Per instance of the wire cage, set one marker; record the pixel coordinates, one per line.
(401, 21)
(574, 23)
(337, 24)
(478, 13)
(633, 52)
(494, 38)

═══

Copy every line above word for word.

PROBLEM SOLUTION:
Per instance of the wire cage, set one marker; record the pixel coordinates, one per line.
(401, 21)
(574, 23)
(337, 24)
(478, 13)
(633, 52)
(494, 38)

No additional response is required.